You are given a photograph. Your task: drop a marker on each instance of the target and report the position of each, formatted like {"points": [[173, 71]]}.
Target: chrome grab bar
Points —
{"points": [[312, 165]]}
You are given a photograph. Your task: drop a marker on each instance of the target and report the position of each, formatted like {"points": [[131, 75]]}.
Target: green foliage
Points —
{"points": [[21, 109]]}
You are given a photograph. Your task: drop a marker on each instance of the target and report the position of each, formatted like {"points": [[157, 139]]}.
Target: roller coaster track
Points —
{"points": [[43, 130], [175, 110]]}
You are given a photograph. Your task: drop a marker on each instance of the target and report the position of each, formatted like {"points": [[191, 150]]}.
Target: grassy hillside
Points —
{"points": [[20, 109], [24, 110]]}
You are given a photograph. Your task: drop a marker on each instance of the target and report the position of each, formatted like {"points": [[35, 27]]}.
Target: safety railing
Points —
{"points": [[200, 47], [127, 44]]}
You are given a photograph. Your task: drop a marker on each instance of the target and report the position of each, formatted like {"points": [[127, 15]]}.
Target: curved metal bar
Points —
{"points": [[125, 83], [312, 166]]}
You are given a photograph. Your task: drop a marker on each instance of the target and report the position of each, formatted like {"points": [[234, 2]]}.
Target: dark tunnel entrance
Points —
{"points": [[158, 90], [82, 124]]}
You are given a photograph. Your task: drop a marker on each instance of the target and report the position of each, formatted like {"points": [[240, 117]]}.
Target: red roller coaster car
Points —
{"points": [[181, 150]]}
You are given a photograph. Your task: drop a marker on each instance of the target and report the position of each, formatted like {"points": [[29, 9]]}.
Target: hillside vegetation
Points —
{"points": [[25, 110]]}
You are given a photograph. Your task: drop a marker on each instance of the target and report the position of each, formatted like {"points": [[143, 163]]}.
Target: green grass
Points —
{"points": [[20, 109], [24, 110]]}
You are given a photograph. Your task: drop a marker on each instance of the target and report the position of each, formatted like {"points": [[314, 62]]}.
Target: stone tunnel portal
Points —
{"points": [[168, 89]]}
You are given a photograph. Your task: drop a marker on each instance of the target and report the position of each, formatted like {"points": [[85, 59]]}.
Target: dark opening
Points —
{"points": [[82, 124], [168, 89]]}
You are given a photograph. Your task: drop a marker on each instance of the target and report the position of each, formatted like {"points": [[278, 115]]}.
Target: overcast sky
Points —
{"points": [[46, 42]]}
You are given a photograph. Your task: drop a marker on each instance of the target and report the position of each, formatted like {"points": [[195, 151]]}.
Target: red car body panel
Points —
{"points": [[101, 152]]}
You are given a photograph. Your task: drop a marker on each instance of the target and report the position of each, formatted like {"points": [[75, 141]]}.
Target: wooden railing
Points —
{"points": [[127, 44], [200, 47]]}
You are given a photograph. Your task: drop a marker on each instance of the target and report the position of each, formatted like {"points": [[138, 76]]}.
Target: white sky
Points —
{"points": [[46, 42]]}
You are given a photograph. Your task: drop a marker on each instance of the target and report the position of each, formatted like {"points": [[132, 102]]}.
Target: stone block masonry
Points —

◆ **Assignment**
Copy down the material exactly as written.

◆ **Answer for the task**
You are given a photograph. Your task: drop a marker on each instance of the target and report the position of each, formatted like {"points": [[173, 71]]}.
Target: chrome grab bar
Points —
{"points": [[312, 165]]}
You are given a photograph. Your task: drop a marker on each instance of the target and report the position of each, formatted like {"points": [[131, 75]]}.
Target: green foliage
Points —
{"points": [[21, 109]]}
You are given a photograph. Your task: drop a marker on each instance of the target and report the position of each, formatted like {"points": [[157, 139]]}.
Target: roller coaster track
Points —
{"points": [[43, 130], [175, 110]]}
You are given a photograph. Your task: drop a marker on each instance of the target and report the position of each, formatted like {"points": [[191, 150]]}.
Target: grassy hillside
Points —
{"points": [[20, 109], [24, 110]]}
You are given a photograph. Your task: drop a marker on each instance of the target and report the position of each, formatted like {"points": [[35, 27]]}.
Target: safety railing
Points —
{"points": [[200, 47], [127, 44]]}
You are given a photograph. Your task: drop a marker on each instance of the target and report the position of each, formatted like {"points": [[127, 15]]}.
Target: curved metal bar
Points —
{"points": [[125, 83], [312, 166]]}
You are given a photograph. Your task: drop a marker on each instance of the target and report the position of each, formatted like {"points": [[234, 2]]}.
Target: dark tunnel entrance
Points —
{"points": [[158, 90], [82, 124]]}
You are given a photograph. Your task: drop a marker on each instance of the target and report the position of each, formatted like {"points": [[240, 117]]}.
Target: red roller coaster car
Points —
{"points": [[181, 150]]}
You are given a photograph. Your task: drop a marker on each instance of the target and report the position of each, formatted like {"points": [[29, 9]]}.
Target: hillside vegetation
Points —
{"points": [[25, 110]]}
You are given a photograph. Your task: drop a marker on each instance of the target and report the position of each, formatted like {"points": [[143, 163]]}.
Target: green grass
Points —
{"points": [[20, 109], [24, 110]]}
You are given a photograph. Your task: drop a marker on each instance of the target and report the position of each, formatted like {"points": [[314, 62]]}.
Target: stone tunnel portal
Points —
{"points": [[168, 89]]}
You are given a photograph. Your task: drop a marker on each instance of the target and report the position of each, formatted like {"points": [[85, 59]]}.
Target: dark opening
Points —
{"points": [[82, 124], [168, 89]]}
You are given a photograph. Your task: drop a marker on each instance of the target and report the position of each, formatted like {"points": [[278, 115]]}.
Target: overcast sky
Points —
{"points": [[46, 42]]}
You are given a photograph. Your task: drop a marker on each instance of the target and report the position of each, formatted like {"points": [[195, 151]]}.
Target: red car body panel
Points —
{"points": [[101, 152]]}
You are given a photograph. Your task: drop a marker on each instance of the target and report the position of each, formatted like {"points": [[75, 141]]}.
Target: wooden railing
Points —
{"points": [[127, 44], [200, 47]]}
You are given a photograph. Your task: drop a marker on each instance of the target and report the position of each, formatted like {"points": [[138, 76]]}.
Target: white sky
Points —
{"points": [[46, 42]]}
You are given a photograph. Your task: drop a marker on each instance of the target and report the position of each, formatted like {"points": [[132, 102]]}.
Target: stone block masonry
Points —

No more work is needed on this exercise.